## Stated goal:
Turn the lines starting at the one containing "Return the mask of every instance of the yellow" and ending at the one containing "MULTIPOLYGON (((190 147, 181" into a Markdown table with the columns Number and Line, skipping blank lines.
_ _ _ _
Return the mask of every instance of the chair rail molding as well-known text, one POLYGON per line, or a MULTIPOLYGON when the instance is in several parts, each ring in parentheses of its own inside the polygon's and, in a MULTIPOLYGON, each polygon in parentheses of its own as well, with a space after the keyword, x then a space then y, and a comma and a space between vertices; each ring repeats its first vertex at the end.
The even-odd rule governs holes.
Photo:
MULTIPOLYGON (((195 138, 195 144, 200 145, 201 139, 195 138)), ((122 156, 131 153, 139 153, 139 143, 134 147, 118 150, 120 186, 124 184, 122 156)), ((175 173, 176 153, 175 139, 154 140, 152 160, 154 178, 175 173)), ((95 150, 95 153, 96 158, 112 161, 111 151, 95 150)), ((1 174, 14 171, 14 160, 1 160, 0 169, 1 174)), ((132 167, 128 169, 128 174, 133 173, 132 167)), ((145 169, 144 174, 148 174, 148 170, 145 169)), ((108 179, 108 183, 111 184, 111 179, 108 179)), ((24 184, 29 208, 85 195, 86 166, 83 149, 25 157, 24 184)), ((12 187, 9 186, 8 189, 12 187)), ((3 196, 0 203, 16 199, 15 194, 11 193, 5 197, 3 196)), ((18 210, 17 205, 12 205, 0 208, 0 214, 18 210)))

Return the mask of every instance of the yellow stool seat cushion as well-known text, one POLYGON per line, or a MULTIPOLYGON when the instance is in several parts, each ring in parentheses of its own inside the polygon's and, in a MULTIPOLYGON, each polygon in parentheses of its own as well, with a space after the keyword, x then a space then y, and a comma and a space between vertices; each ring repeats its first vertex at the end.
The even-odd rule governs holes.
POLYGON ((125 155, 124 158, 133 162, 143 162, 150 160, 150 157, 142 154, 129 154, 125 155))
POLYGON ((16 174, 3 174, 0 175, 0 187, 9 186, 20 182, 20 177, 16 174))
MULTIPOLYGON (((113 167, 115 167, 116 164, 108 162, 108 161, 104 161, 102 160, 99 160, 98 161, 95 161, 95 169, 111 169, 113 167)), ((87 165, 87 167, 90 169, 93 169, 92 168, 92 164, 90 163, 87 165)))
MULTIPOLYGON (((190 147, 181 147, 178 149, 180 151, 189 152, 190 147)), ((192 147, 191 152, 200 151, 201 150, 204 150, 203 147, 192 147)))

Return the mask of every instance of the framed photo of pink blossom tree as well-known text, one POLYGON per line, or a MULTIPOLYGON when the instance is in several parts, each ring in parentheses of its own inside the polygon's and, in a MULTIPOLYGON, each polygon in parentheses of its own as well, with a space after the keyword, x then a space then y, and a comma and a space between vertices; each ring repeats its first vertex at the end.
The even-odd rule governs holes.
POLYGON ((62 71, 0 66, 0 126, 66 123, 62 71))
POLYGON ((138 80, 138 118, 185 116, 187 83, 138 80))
_ _ _ _
## Correct response:
| Number | Line |
|---|---|
| 1 | Return the mask of every instance of the yellow stool seat cushion as well-known text, one POLYGON per line, or a MULTIPOLYGON when the instance is in several parts, each ring in parentheses of its own inside the polygon's and, in a MULTIPOLYGON, each polygon in parentheses of its own as well, with a space after the keyword, x then a space then y, and a comma and a space between vertices; each ring repeats its first vertex at the end. |
| 2 | The even-odd rule governs holes. |
| 3 | POLYGON ((125 155, 124 158, 133 162, 143 162, 150 160, 150 157, 142 154, 129 154, 125 155)) |
| 4 | POLYGON ((16 174, 3 174, 0 175, 0 187, 9 186, 20 182, 20 177, 16 174)) |
| 5 | MULTIPOLYGON (((113 167, 115 167, 116 164, 108 162, 108 161, 104 161, 102 160, 99 160, 98 161, 95 161, 95 169, 111 169, 113 167)), ((87 165, 87 167, 90 169, 93 169, 92 168, 92 164, 90 163, 87 165))) |
| 6 | MULTIPOLYGON (((190 147, 181 147, 178 149, 180 151, 189 152, 190 147)), ((192 147, 191 152, 200 151, 201 150, 204 150, 203 147, 192 147))) |